> [Tarefa]
Transcreva, do texto sobre a peça "Um Céu de Assombro", o trecho que vai de "Com uma atmosfera" até "após a pandemia de Covid-19.".
━━ Texto fornecido
A nova peça de Daniel Veiga, dirigida por Kleber Montanheiro e protagonizada por Daniela Flor e Daniel Costa, aborda temas como o luto, a incerteza do futuro e a incapacidade de lidar com as ruínas deixadas pela pandemia de Covid-19.
Com uma atmosfera distópica e carregada de simbolismo, "Um Céu de Assombro" promete uma experiência emocional intensa e profundamente reflexiva. O espetáculo estreia em 12 de setembro no Teatro Cacilda Becker, em São Paulo, e tem como pano de fundo um cenário pós-apocalíptico, no qual duas figuras isoladas tentam se conectar em meio aos destroços de um mundo devastado. Escrita por Daniel Veiga e idealizada pela atriz Daniela Flor, a peça nasceu da necessidade de transmutar em arte os sentimentos de luto, angústia e incerteza que dominaram a sociedade durante e após a pandemia de Covid-19.
Daniela Flor, que também estrela a peça, revela que a ideia de "Um Céu de Assombro" foi concebida após o impacto devastador da pandemia. O texto de Veiga foi escolhido para expressar essa crise coletiva de forma artística, oferecendo ao público uma maneira de lidar com a dor e o sofrimento que marcaram aquele período. "Como atriz, como artista, me veio a necessidade de transformar todos aqueles sentimentos em arte, que é a nossa função, transformar o mundo que a gente vive em arte.", explica Daniela.
━━━━
━━ Material fornecido
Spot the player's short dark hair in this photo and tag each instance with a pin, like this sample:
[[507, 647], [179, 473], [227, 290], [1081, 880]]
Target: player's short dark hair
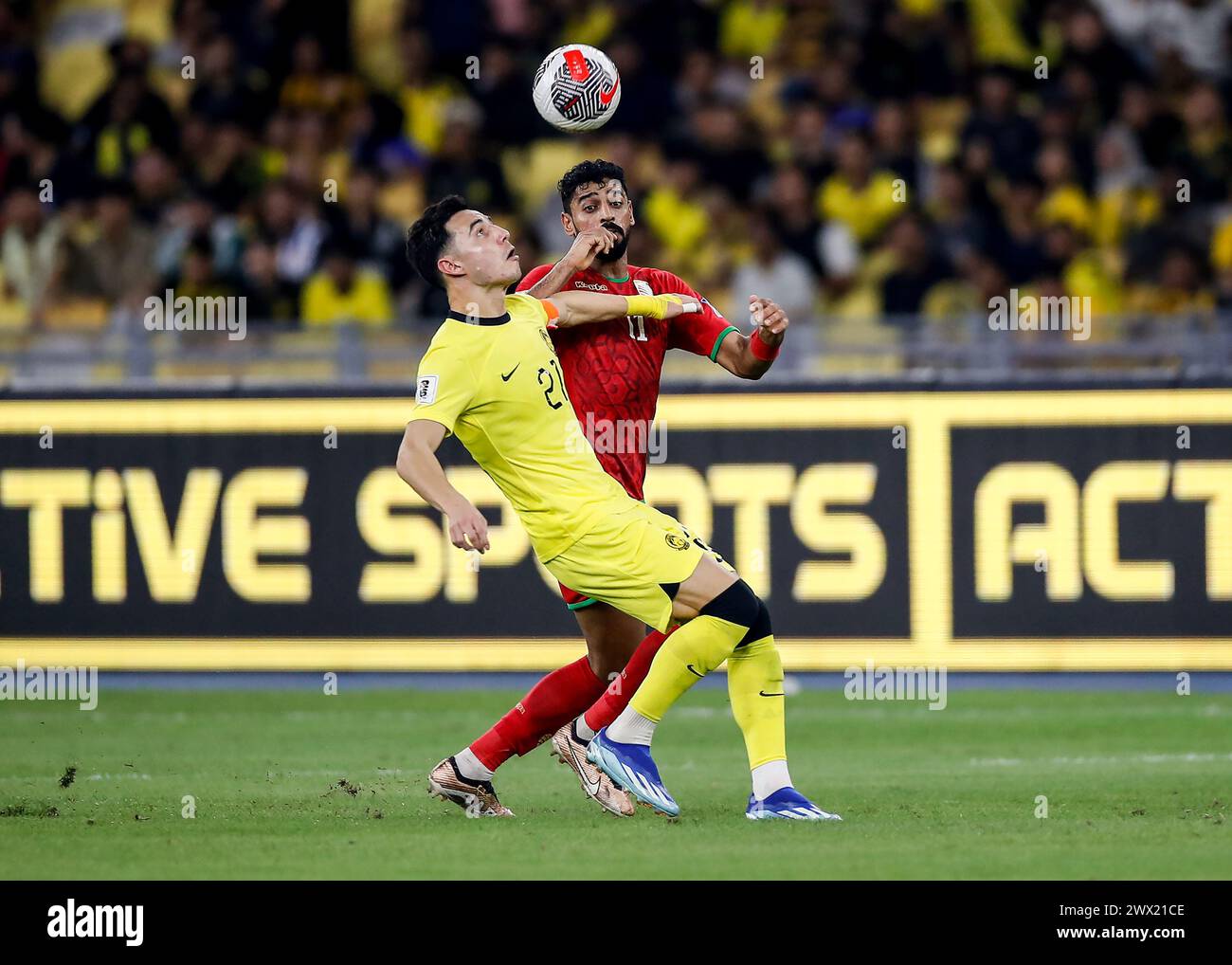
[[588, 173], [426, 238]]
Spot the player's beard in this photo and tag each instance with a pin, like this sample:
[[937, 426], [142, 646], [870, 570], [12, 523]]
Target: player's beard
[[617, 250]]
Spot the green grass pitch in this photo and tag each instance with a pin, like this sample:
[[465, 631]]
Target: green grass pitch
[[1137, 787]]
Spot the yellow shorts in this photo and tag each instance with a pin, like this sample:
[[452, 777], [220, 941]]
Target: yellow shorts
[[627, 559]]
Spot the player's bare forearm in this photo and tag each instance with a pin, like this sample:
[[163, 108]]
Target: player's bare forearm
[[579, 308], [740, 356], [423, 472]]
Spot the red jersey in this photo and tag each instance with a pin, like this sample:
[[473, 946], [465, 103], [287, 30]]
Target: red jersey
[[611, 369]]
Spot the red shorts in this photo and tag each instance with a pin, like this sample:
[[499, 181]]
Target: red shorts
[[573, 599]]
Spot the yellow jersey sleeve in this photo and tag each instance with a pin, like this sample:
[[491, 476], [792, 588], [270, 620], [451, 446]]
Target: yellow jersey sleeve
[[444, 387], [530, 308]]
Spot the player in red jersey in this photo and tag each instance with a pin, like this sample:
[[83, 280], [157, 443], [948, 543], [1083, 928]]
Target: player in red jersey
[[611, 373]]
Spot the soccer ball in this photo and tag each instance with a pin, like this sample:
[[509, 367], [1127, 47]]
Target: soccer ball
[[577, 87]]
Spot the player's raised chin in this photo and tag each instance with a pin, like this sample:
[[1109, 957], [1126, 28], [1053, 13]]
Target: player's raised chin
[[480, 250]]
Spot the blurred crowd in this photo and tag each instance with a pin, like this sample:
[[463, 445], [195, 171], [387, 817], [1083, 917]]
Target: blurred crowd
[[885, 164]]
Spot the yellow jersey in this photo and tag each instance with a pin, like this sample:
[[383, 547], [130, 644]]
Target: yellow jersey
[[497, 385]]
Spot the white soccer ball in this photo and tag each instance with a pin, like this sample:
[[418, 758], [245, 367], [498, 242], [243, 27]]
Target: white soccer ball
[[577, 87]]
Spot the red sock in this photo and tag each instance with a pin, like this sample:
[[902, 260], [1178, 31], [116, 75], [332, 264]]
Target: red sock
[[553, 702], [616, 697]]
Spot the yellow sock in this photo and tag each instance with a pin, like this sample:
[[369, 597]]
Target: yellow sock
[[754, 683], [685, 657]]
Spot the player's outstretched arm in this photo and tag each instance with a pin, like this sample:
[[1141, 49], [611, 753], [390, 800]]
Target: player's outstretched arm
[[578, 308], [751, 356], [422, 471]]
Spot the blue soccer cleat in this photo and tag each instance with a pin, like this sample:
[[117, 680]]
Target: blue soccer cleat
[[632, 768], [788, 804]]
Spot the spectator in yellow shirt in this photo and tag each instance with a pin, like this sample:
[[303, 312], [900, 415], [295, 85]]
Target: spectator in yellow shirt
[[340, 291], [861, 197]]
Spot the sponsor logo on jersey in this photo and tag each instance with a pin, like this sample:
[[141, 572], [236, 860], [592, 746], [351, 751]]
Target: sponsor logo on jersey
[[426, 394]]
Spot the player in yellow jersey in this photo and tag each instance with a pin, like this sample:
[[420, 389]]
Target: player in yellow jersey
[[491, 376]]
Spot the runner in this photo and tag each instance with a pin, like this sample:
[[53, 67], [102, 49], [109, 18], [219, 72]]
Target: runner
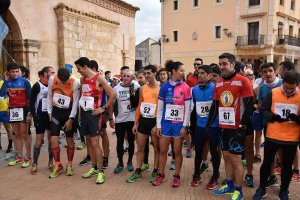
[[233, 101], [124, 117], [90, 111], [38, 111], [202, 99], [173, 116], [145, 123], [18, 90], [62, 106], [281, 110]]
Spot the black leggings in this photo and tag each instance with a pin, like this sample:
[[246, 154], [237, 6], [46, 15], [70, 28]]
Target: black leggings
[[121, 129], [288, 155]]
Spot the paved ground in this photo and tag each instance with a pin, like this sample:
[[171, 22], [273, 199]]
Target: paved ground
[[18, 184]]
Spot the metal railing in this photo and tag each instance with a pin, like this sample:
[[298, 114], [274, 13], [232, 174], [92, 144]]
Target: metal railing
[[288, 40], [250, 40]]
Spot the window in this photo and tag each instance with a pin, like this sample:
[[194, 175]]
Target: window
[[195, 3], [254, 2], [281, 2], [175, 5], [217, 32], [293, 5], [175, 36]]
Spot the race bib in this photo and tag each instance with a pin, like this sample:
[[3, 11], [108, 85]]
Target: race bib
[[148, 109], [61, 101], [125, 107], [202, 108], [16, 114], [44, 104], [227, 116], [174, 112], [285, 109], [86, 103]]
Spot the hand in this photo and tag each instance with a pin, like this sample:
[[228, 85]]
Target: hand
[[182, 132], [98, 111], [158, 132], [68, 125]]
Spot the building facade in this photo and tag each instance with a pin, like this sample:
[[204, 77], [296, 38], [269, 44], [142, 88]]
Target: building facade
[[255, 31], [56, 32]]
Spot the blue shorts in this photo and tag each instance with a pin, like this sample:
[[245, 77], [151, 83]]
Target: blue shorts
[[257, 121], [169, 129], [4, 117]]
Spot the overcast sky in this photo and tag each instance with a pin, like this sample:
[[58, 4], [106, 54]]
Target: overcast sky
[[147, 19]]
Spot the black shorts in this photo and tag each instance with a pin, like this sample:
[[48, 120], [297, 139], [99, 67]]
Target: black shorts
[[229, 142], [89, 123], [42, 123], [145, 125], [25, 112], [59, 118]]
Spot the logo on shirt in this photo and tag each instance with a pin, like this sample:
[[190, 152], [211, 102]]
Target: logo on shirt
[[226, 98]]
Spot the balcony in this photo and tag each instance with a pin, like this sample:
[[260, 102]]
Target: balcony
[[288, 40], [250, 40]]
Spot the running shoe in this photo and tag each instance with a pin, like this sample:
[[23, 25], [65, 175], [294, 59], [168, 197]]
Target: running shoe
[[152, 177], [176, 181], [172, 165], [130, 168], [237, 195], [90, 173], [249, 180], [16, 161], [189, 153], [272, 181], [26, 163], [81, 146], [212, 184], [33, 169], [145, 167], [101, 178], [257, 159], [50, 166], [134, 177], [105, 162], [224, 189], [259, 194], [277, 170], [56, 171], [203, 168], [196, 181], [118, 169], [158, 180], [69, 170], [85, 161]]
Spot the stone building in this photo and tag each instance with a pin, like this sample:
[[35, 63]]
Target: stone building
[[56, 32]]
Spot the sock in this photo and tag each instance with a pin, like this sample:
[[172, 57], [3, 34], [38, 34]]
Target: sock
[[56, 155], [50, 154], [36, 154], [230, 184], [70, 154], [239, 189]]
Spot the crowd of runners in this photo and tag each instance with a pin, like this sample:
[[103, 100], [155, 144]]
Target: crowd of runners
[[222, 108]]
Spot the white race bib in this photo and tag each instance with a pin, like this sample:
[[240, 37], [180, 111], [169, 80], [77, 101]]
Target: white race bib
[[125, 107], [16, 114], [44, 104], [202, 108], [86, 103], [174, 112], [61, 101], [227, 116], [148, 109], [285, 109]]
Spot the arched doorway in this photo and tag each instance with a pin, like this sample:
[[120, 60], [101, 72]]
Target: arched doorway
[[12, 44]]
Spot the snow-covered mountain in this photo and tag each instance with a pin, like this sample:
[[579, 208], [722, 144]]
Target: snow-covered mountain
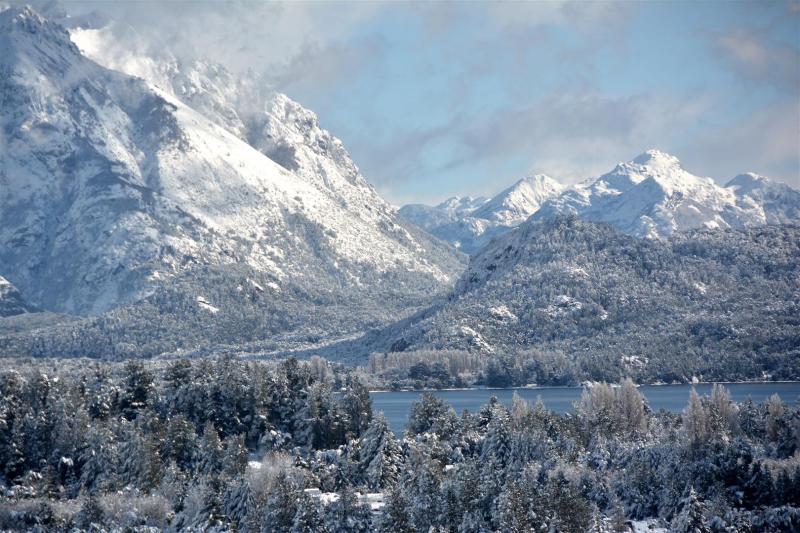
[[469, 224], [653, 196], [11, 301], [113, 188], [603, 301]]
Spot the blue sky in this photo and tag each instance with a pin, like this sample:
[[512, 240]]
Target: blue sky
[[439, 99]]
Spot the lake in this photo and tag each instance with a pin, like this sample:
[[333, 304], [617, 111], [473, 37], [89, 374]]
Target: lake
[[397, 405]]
━━━━
━━ Material fornecido
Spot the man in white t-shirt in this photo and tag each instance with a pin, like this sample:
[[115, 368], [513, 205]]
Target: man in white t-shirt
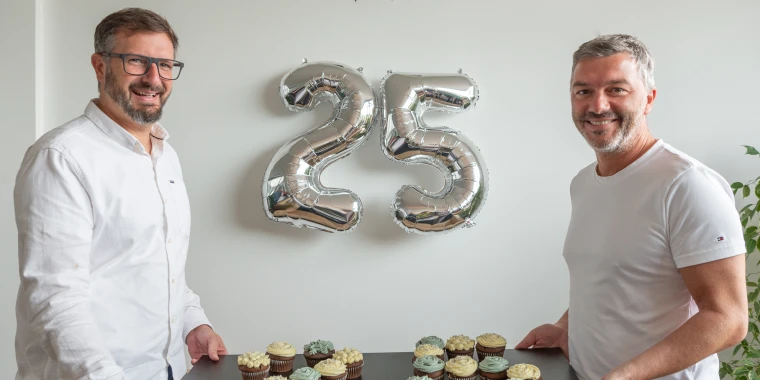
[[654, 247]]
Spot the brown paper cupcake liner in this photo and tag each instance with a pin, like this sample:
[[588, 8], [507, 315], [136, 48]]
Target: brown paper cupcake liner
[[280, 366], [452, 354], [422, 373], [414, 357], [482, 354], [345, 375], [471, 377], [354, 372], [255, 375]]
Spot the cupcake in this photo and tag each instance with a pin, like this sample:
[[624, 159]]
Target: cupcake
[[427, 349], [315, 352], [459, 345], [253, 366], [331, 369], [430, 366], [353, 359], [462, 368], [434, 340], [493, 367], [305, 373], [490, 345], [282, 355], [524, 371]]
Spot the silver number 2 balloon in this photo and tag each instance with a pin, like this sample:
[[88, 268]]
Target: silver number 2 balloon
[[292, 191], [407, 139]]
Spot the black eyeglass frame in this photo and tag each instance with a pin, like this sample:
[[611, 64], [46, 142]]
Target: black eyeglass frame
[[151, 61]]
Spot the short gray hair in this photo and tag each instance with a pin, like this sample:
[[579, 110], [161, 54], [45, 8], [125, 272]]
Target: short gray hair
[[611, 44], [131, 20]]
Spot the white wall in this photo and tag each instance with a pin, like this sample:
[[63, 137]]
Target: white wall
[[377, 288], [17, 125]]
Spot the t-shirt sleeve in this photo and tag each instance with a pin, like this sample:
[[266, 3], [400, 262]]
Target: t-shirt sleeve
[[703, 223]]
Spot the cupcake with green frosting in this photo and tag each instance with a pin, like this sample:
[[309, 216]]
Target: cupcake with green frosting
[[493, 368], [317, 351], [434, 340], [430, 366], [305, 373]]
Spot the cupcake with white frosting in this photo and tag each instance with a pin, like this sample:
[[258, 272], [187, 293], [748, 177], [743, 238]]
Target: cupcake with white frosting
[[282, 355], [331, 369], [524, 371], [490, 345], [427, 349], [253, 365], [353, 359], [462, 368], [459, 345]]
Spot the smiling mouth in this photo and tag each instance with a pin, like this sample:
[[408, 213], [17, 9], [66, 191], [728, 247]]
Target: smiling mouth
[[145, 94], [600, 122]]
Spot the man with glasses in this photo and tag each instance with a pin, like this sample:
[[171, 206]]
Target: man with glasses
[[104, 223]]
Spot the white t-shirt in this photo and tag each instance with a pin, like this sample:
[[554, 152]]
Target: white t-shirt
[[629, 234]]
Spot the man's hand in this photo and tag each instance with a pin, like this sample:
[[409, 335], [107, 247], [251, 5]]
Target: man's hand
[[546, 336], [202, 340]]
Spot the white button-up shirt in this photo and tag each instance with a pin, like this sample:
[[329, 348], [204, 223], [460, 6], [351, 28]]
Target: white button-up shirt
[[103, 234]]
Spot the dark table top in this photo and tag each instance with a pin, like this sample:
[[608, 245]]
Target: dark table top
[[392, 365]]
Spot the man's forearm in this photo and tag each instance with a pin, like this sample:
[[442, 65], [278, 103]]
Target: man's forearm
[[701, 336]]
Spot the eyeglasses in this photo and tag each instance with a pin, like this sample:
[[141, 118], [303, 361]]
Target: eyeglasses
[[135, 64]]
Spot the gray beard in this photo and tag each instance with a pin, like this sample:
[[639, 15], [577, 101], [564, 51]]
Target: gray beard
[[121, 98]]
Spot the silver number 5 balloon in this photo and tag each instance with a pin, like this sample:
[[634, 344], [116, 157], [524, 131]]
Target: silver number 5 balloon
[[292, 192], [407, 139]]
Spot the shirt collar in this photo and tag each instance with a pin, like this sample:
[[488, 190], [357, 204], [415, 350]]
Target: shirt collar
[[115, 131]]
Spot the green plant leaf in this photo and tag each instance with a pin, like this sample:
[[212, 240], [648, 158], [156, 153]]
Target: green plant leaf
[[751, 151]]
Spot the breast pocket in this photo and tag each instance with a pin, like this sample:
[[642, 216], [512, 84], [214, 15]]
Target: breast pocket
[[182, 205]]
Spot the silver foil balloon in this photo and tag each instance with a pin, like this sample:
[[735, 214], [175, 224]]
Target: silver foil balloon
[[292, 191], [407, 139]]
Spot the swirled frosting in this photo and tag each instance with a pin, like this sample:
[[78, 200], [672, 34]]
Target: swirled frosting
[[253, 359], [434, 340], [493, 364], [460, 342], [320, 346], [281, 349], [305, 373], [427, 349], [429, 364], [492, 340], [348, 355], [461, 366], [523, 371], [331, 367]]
━━━━
━━ Material fornecido
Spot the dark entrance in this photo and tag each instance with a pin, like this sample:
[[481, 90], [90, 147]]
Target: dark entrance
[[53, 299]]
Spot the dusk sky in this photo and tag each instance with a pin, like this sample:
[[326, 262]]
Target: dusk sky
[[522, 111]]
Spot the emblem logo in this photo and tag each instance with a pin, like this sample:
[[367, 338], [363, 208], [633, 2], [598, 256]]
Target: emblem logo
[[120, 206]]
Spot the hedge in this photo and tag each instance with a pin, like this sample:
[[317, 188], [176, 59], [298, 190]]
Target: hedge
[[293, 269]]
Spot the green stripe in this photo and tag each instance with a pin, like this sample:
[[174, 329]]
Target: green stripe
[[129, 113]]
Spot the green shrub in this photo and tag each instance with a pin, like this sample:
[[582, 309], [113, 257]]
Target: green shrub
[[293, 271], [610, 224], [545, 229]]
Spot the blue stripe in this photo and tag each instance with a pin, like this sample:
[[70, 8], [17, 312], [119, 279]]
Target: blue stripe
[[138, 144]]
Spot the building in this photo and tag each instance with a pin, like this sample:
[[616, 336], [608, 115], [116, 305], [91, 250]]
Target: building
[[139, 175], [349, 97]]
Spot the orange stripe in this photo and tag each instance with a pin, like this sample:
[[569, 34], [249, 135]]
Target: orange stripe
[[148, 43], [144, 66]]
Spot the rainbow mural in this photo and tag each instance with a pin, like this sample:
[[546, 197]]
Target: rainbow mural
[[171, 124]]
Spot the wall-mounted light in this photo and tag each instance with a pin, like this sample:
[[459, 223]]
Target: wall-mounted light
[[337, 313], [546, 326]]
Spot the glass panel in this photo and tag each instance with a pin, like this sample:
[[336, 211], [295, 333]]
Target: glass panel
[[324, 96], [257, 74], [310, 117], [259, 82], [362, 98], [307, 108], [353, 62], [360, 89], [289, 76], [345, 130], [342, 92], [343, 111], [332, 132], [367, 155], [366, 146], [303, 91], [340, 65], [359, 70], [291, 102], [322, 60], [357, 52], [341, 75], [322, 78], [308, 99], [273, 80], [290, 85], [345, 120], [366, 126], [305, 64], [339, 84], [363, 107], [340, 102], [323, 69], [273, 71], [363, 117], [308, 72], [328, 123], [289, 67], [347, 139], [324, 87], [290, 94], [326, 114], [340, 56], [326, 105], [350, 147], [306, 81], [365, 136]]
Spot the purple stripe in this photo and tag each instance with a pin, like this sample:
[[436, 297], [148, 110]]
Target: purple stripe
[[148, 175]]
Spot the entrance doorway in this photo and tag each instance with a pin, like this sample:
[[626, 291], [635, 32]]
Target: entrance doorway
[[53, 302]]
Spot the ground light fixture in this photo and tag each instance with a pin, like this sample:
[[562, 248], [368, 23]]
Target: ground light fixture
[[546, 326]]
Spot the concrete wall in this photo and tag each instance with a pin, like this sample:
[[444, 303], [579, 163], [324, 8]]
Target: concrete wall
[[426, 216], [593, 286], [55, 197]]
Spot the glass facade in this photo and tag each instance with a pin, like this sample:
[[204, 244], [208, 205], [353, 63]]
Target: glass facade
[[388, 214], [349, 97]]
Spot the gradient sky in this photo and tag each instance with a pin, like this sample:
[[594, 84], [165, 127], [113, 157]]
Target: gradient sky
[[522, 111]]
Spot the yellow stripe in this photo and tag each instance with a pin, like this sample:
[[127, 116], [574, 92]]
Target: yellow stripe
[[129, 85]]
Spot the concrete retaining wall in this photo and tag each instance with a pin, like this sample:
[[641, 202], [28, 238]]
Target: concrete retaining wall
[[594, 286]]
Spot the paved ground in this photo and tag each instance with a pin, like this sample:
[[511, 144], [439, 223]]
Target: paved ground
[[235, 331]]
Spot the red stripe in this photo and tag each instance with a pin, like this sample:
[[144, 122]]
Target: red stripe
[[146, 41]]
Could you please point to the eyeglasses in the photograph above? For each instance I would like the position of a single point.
━━━━
> [Resposta]
Com uma atmosfera distópica e carregada de simbolismo, "Um Céu de Assombro" promete uma experiência emocional intensa e profundamente reflexiva. O espetáculo estreia em 12 de setembro no Teatro Cacilda Becker, em São Paulo, e tem como pano de fundo um cenário pós-apocalíptico, no qual duas figuras isoladas tentam se conectar em meio aos destroços de um mundo devastado. Escrita por Daniel Veiga e idealizada pela atriz Daniela Flor, a peça nasceu da necessidade de transmutar em arte os sentimentos de luto, angústia e incerteza que dominaram a sociedade durante e após a pandemia de Covid-19.